(Data excerpted from a collection)
===

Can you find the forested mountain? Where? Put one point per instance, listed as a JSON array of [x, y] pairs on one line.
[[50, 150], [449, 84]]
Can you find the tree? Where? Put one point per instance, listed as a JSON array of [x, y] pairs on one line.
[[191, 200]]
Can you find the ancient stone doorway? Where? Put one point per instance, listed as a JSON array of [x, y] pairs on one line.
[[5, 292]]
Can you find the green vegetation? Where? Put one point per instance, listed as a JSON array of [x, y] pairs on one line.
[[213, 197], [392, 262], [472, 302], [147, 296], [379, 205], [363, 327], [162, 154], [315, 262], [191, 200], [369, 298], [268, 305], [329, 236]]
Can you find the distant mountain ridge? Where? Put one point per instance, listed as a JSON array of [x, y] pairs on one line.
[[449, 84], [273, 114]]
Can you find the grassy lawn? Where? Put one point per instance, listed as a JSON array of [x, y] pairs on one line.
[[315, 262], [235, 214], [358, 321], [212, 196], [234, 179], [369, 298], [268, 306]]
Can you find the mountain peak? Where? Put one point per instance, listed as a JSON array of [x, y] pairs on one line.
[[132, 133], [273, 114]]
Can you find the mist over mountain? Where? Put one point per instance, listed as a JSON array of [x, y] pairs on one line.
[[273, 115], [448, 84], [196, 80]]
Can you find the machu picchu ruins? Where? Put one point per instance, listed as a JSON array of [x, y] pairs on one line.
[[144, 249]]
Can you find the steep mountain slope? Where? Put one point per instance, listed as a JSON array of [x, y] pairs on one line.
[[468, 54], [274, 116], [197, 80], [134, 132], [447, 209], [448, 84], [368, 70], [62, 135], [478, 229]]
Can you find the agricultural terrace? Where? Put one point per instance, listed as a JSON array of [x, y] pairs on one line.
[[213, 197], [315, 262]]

===

REQUIREMENT ->
Print all of the data above again, line for line, without changing a single character.

COMPLETED TASK ->
Can you find the forested mountain? Where? Put one point per instance, listed as a JSON array of [x, y] pairs on one line.
[[50, 150], [449, 84]]
Can you find the tree? Where? Put one point per instance, listed as a JSON array of [x, y] pairs on one line.
[[191, 200]]
Can you find the ancient stone doorway? Where? Put one point per instance, listed as a JSON array of [x, y] pairs on one line.
[[5, 292]]
Can you find the green vegetation? Where? Put one point per instance, listed as a JSON array of [x, y] pairs on one line.
[[213, 197], [392, 262], [472, 302], [147, 296], [379, 205], [363, 327], [162, 154], [315, 262], [191, 200], [369, 298], [268, 305], [329, 236]]
Can you find the distant mountain ridge? Where? Put one point per instance, listed as a JSON array of [x, y] pairs on one line.
[[449, 84], [273, 114]]
Can you find the grassy lawn? Where? Put one point per instance, listed as a JSON array of [x, y] pairs on one line.
[[315, 262], [235, 214], [358, 321], [212, 196], [234, 179], [369, 298], [268, 306]]
Can you find the mountain peak? Where? Put one point per instance, listed as a JSON array of [x, y] pairs on one line.
[[132, 133], [273, 114]]
Can you find the mist over mountain? Where? Put one point per instance, listed as a JSON array of [x, y] pairs on one line.
[[273, 115], [448, 84], [196, 80]]
Can you find the machu picchu ruins? Where? Put one point per instance, listed as a JSON array of [x, y] pairs on one line.
[[144, 249]]
Can you find the steep mountain slope? Where? Put one point per instance, listed as a JSON array of [x, y] pairs on one line.
[[468, 54], [274, 116], [197, 80], [134, 132], [447, 209], [448, 84], [368, 70], [62, 135], [478, 229]]
Can you find the agricultural terrace? Where? Put one point per instance, listed as a JSON array of [x, y] pairs on one line.
[[213, 197], [315, 262]]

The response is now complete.